▶ **WORK TO COMPLETE**:
(A) Which installation method does the CDH installation guide use?
(B) Retype the CDH installation guide from "Here is how" up to and including "powerful, more better...".
(C) Extend the CDH installation guide, starting after its last line.

▶ **PASSAGE GIVEN**:
** Start **
I will talk the main steps to install CDH 5.15 on Linux(CENT OS 6.10).  The installation method is Manual installation with tarball and parcels. The newest version if CDH 6.0.1 when I write this guide but it does not support CENT OS 6.10 so I have to install 5.15.

Software components List:

  • CDH, the parcel. CDH-5.15.1-1.cdh5.15.1.p0.4-el6.parcel
  • CM: cloudery manager. cloudera-manager-el6-cm5.15.1_x86_64.tar.gz
  • mysql 5.7.73 and jdbc driver: mysql-connector-java-8.0.11.jar
  • jvm: jdk-8u181-linux-x64.rpm

Here is how to get them:

JVM:
wget http://download.oracle.com/otn-pub/java/jdk/8u181-b13/96a7b8442fe848ef90c96a2fad6ed6d1/jdk-8u181-linux-x64.rpm?AuthParam=1539265359_30b3a4b9e17f3ed3b0962980168c2721 CDH:
wget http://archive.cloudera.com/cm5/cm/5/cloudera-manager-el6-cm5.15.1_x86_64.tar.gz
wget http://archive.cloudera.com/cdh5/parcels/latest/CDH-5.15.1-1.cdh5.15.1.p0.4-el6.parcel
wget http://archive.cloudera.com/cdh5/parcels/latest/CDH-5.15.1-1.cdh5.15.1.p0.4-el6.parcel.sha1
wget http://archive.cloudera.com/cdh5/parcels/5.15.1.4/manifest.json MySQL Yum Repo:
wget https://repo.mysql.com//mysql57-community-release-el6-11.noarch.rpm

Hareware:

  • ....more powerful, more better...
** End **
▶ **LISTED RECORDS**:
** Start **
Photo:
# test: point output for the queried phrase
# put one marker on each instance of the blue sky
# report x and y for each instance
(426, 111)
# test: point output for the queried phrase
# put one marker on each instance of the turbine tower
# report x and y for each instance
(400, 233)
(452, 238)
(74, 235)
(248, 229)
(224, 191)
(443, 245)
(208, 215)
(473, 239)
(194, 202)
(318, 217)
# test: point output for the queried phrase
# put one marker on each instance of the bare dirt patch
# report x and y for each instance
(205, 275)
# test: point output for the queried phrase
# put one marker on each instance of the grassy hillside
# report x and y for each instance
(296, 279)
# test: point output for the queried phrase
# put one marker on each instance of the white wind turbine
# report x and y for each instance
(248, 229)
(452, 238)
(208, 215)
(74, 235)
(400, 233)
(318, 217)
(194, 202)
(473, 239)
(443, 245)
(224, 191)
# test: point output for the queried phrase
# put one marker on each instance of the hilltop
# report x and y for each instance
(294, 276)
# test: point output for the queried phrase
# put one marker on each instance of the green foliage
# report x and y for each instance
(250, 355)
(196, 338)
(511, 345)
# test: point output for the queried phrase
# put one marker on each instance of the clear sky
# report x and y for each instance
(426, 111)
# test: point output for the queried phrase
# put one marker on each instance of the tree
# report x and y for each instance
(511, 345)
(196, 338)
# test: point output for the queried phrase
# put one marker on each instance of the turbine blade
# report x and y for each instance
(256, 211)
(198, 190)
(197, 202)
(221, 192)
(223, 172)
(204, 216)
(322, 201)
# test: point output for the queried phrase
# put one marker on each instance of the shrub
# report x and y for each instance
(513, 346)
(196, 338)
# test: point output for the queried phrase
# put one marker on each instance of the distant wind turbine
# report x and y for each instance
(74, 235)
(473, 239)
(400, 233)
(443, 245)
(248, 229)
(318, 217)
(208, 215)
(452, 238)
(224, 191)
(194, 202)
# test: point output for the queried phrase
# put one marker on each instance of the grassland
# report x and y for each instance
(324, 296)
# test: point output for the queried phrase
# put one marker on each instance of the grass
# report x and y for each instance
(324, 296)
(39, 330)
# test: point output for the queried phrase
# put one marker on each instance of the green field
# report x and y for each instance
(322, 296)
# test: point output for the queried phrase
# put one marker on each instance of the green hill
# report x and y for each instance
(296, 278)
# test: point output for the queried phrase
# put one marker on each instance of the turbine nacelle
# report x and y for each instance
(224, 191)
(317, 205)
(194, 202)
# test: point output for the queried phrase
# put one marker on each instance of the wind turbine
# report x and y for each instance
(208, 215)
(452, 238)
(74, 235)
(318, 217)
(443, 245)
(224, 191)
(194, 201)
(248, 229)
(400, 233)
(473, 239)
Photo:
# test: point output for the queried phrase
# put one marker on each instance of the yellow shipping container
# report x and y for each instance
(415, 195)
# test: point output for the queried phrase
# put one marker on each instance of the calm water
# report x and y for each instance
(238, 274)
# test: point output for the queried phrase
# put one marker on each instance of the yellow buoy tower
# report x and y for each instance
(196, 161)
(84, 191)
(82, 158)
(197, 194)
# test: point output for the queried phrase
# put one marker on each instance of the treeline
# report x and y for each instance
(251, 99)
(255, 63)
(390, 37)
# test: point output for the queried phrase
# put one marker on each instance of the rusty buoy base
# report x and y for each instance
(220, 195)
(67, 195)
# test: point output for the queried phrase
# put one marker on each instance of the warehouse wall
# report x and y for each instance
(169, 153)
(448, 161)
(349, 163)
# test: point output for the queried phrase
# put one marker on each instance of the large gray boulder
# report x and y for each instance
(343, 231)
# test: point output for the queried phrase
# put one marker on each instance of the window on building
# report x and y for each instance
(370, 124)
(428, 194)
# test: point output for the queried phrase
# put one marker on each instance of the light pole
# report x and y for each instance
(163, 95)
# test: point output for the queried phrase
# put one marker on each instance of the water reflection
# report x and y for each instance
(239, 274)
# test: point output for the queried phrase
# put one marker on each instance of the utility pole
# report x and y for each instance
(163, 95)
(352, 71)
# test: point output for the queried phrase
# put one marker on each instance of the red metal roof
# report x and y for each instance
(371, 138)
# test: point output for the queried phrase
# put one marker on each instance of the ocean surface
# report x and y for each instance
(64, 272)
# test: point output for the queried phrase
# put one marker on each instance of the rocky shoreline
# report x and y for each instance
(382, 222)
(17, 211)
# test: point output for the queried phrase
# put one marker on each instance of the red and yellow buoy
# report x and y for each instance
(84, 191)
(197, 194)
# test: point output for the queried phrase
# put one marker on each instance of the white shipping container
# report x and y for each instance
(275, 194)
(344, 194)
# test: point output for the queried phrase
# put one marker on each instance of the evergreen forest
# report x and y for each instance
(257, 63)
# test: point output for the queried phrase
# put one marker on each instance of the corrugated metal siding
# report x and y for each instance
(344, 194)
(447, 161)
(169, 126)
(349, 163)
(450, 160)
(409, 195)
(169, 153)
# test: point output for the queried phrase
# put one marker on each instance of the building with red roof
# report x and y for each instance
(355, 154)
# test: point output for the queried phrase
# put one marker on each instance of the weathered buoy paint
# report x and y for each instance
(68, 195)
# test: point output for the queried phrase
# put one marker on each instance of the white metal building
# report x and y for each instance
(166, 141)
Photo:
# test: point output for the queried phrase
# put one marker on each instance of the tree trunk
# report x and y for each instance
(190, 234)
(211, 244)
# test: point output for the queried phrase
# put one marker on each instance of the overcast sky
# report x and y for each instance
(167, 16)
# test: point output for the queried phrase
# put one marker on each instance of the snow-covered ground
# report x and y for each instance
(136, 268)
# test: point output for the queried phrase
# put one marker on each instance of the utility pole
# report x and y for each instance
** End **
▶ **ANSWERS TO THE TASKS**:
(A) Manual installation with tarball and parcels.

(B)
Here is how to get them:

JVM:
wget http://download.oracle.com/otn-pub/java/jdk/8u181-b13/96a7b8442fe848ef90c96a2fad6ed6d1/jdk-8u181-linux-x64.rpm?AuthParam=1539265359_30b3a4b9e17f3ed3b0962980168c2721 CDH:
wget http://archive.cloudera.com/cm5/cm/5/cloudera-manager-el6-cm5.15.1_x86_64.tar.gz
wget http://archive.cloudera.com/cdh5/parcels/latest/CDH-5.15.1-1.cdh5.15.1.p0.4-el6.parcel
wget http://archive.cloudera.com/cdh5/parcels/latest/CDH-5.15.1-1.cdh5.15.1.p0.4-el6.parcel.sha1
wget http://archive.cloudera.com/cdh5/parcels/5.15.1.4/manifest.json MySQL Yum Repo:
wget https://repo.mysql.com//mysql57-community-release-el6-11.noarch.rpm

Hareware:

  • ....more powerful, more better...

(C)
Machine/OS Setup:

  • Making sure the time is sychronized across machines(Configure ntp if needed).
  • Network: change hostname you like. I have 4 servers ns01, ns02, ns03, ns04. Add them into the /etc/hosts file like below. Making sure you have high bandwidth accross the nodes. Mine is 210MB/Sec.

    192.168.0.79 ns04
    192.168.0.77 ns02
    192.168.0.232 ns01
    192.168.0.114 ns03

  • Tune swap(each node):
    vim /etc/sysctl.conf
    vm.swappiness = 10

  • Disable security Linux.  SELINUX=disabled in /etc/selinux/config
  • Turn off firewall(each node):
    service iptables stop.
    chkconfig iptables off
  • SSH without pasword:
    1. run ssh-keygen -t rsa in each node. type Enter when prompted.
    2. run cp .ssh/id_rsa.pub .ssh/pub_key.ns0$n in each node to save the public key to a seperate file. $n is the number of the machine.
    3. copy those files to one of the machine like ns01.  
    4. run cat pub_key.ns0* >> authorized_keys in ns01
    5. boardcase the file to all other machines.

JVM setup(each node)

......do it in each machine. Please use the rpm distribution to install(rpm -ivh jdk*.rpm) and set the JAVA_HOME to /usr/java/latest. I got an error like 'deploy client configuration for spark'  during setup using the jdk*.tar.gz distribution.

MySQL Installation/Setup(one node, ns01)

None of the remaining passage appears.